(Saved data entries)
====

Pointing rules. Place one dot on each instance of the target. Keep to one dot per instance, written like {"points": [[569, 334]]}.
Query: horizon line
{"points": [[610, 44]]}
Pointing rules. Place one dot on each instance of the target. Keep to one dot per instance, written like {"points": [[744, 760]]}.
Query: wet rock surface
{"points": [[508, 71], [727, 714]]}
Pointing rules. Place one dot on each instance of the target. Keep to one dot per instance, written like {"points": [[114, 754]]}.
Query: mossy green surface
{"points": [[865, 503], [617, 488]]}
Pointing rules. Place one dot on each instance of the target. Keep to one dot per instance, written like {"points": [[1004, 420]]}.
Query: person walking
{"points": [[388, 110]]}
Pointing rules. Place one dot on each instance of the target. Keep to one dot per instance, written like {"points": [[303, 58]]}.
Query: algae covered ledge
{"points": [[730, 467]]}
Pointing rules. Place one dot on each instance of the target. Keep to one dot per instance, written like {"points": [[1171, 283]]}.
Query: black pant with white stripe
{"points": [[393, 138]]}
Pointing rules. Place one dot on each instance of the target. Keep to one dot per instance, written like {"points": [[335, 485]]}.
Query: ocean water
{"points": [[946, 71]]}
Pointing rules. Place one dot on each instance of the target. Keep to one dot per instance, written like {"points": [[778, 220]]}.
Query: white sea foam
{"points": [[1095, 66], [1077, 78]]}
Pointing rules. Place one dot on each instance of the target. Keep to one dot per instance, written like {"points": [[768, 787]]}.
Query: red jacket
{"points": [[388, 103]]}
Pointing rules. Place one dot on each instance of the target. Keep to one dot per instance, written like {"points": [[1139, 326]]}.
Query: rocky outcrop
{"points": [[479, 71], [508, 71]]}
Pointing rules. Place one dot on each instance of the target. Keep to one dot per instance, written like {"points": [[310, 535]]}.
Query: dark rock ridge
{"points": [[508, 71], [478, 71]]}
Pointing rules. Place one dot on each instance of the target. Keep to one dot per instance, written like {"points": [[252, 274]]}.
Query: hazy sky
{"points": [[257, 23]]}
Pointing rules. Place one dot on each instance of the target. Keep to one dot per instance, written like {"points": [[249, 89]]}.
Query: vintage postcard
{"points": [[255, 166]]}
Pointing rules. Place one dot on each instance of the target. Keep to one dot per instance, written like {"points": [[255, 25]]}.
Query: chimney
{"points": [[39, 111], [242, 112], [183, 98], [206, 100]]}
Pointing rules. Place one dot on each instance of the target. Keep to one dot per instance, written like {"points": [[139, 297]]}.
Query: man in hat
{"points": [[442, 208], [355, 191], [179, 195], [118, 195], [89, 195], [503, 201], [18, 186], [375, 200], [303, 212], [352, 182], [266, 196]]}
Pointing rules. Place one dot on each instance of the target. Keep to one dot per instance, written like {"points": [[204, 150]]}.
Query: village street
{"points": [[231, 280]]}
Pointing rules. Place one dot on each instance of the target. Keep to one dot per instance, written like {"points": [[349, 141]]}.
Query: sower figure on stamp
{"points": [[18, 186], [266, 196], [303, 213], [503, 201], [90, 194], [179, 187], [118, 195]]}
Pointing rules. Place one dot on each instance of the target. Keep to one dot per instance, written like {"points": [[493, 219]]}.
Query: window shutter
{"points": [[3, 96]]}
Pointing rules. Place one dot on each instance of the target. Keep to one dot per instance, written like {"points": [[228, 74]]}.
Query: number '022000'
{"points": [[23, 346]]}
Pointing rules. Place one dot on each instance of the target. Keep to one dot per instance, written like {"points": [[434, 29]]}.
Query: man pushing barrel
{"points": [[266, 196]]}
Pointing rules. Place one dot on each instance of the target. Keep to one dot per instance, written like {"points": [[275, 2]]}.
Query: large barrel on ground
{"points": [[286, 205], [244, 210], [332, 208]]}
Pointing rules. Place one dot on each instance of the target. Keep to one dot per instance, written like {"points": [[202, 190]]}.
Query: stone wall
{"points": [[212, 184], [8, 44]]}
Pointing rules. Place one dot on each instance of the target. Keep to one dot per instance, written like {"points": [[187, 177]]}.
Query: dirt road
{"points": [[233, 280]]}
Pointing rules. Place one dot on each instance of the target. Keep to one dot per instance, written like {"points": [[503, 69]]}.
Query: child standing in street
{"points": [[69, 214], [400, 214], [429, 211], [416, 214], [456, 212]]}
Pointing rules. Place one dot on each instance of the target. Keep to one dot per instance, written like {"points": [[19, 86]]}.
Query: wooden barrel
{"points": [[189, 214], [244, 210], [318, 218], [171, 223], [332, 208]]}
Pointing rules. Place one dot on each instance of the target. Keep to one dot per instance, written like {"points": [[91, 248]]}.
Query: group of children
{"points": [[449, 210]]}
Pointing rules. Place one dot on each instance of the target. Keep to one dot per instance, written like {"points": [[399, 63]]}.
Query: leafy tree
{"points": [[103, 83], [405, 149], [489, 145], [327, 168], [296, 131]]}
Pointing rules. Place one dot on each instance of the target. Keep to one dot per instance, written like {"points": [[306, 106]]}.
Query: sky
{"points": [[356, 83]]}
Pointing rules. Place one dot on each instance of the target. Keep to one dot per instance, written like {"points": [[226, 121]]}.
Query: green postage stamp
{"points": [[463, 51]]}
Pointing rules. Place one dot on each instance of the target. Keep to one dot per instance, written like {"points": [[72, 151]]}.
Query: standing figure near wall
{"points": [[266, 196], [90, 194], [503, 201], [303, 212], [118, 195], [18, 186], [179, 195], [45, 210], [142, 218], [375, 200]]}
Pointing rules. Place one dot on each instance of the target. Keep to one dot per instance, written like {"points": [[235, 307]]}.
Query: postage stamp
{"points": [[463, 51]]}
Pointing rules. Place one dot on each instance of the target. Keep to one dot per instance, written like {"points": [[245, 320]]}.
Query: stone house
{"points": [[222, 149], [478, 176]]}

====

- Exercise details:
Please give back all of the records exactly as written.

- Exercise response:
Pointing rules. Place one dot on each instance of the target. Keep to one dot per instance, written like {"points": [[569, 334]]}.
Query: horizon line
{"points": [[610, 44]]}
Pointing rules. Place one dot on each instance of the target. Keep to one dot per instance, written like {"points": [[744, 760]]}.
Query: wet rock surface
{"points": [[508, 71], [727, 714]]}
Pointing rules. Place one dot on each instance of the target. Keep to one dot per instance, written like {"points": [[114, 754]]}.
Query: mossy green surface
{"points": [[865, 503], [617, 488]]}
Pointing rules. Place one dot on each instance of the target. Keep to one dot per instance, written like {"points": [[1004, 420]]}.
Query: person walking
{"points": [[388, 110]]}
Pointing rules. Place one dot on each instance of the target. Keep to one dot per instance, written like {"points": [[303, 58]]}.
Query: algae covered ledge
{"points": [[730, 467]]}
Pointing rules. Place one dot on each instance of the target. Keep to one dot per instance, written like {"points": [[1171, 283]]}.
Query: black pant with white stripe
{"points": [[393, 138]]}
Pointing rules. Place one dot on each instance of the target. Keep to one dot per instance, written like {"points": [[335, 485]]}.
Query: ocean water
{"points": [[946, 71]]}
Pointing rules. Place one dot on each instance of the target. Keep to one dot per instance, written like {"points": [[778, 220]]}.
Query: white sea foam
{"points": [[1095, 66], [1077, 78]]}
Pointing rules. Place one dot on each instance of the target. Keep to one dot per instance, written like {"points": [[768, 787]]}.
Query: red jacket
{"points": [[388, 103]]}
Pointing rules. Place one dot on each instance of the target. Keep to one dot per instance, written like {"points": [[1139, 326]]}.
Query: rocky outcrop
{"points": [[479, 71], [508, 71]]}
Pointing rules. Place one dot on each instance of the target. Keep to one dot per instance, written like {"points": [[310, 535]]}.
Query: dark rock ridge
{"points": [[508, 71], [478, 71]]}
Pointing rules. Place one dot on each instance of the target. Keep to one dot per instance, written like {"points": [[252, 274]]}.
Query: hazy sky
{"points": [[257, 23]]}
Pointing rules. Place one dot on each instance of the target. Keep to one dot per instance, written like {"points": [[249, 89]]}.
Query: vintage postcard
{"points": [[255, 166]]}
Pointing rules. Place one dot on each instance of the target. Keep to one dot per instance, written like {"points": [[255, 25]]}.
Query: chimney
{"points": [[39, 111], [242, 112], [183, 98], [206, 100]]}
Pointing rules. Place one dot on each instance of the target. Keep to one dot per instance, written like {"points": [[139, 297]]}.
Query: man in hat
{"points": [[442, 208], [355, 191], [179, 195], [118, 195], [89, 195], [503, 201], [18, 186], [375, 200], [303, 212], [352, 182], [266, 196]]}
Pointing rules. Place one dot on each instance of the target. Keep to one dot per instance, written like {"points": [[204, 150]]}.
Query: village street
{"points": [[231, 280]]}
Pointing rules. Place one dot on each instance of the target. Keep to one dot per instance, written like {"points": [[349, 141]]}.
Query: sower figure on stamp
{"points": [[18, 186], [266, 196], [303, 213], [503, 201], [90, 194], [179, 187], [118, 195]]}
Pointing rules. Place one dot on each instance of the target. Keep to one dot per instance, written like {"points": [[493, 219]]}.
Query: window shutter
{"points": [[3, 96]]}
Pointing rules. Place one dot on each instance of the target. Keep to one dot per instance, written like {"points": [[228, 74]]}.
Query: number '022000'
{"points": [[23, 346]]}
Pointing rules. Place one dot on each instance of the target. Keep to one dot per instance, written like {"points": [[434, 29]]}.
Query: man pushing barrel
{"points": [[266, 196]]}
Pointing rules. Place one dot on each instance of the target. Keep to one dot per instance, written like {"points": [[275, 2]]}.
Query: large barrel on ground
{"points": [[286, 205], [244, 210], [332, 208]]}
Pointing rules. Place one dot on each instance of the target. Keep to one dot per instance, written like {"points": [[202, 190]]}.
Query: stone wall
{"points": [[212, 184], [8, 44]]}
Pointing rules. Place one dot on each instance of the target. Keep to one dot per instance, written like {"points": [[187, 177]]}.
Query: dirt road
{"points": [[233, 280]]}
Pointing rules. Place one dot on each instance of the target. Keep to one dot per instance, written like {"points": [[503, 69]]}.
Query: child standing in street
{"points": [[69, 214], [400, 214], [429, 211], [416, 214], [456, 212]]}
Pointing rules. Place one dot on each instance of the target. Keep to one dot per instance, written like {"points": [[19, 86]]}.
Query: wooden barrel
{"points": [[189, 214], [244, 210], [318, 218], [171, 223], [332, 208]]}
Pointing rules. Place one dot on each instance of the target. Keep to one dot per instance, written like {"points": [[91, 248]]}.
Query: group of children
{"points": [[449, 210]]}
Pointing rules. Place one dot on each instance of the target. Keep to one dot per instance, written like {"points": [[399, 63]]}.
Query: leafy tree
{"points": [[103, 83], [405, 149], [489, 145], [327, 168], [296, 131]]}
Pointing rules. Place one dot on each instance of the target. Keep to one dot per instance, written like {"points": [[306, 106]]}.
Query: sky
{"points": [[356, 83]]}
Pointing rules. Place one dot on each instance of the target. Keep to one dot per instance, written like {"points": [[226, 121]]}.
Query: green postage stamp
{"points": [[463, 51]]}
Pointing rules. Place one dot on each instance of the target. Keep to one dot per instance, written like {"points": [[72, 151]]}.
Query: standing figure near wall
{"points": [[266, 196], [90, 194], [503, 201], [303, 212], [118, 195], [18, 186], [179, 195], [45, 210], [142, 218], [375, 200]]}
Pointing rules. Place one dot on each instance of the target. Keep to one dot per instance, written like {"points": [[235, 307]]}.
Query: postage stamp
{"points": [[463, 51]]}
Pointing rules. Place one dot on each instance of the target. Keep to one dot per instance, written like {"points": [[245, 320]]}.
Query: stone house
{"points": [[222, 149], [478, 176]]}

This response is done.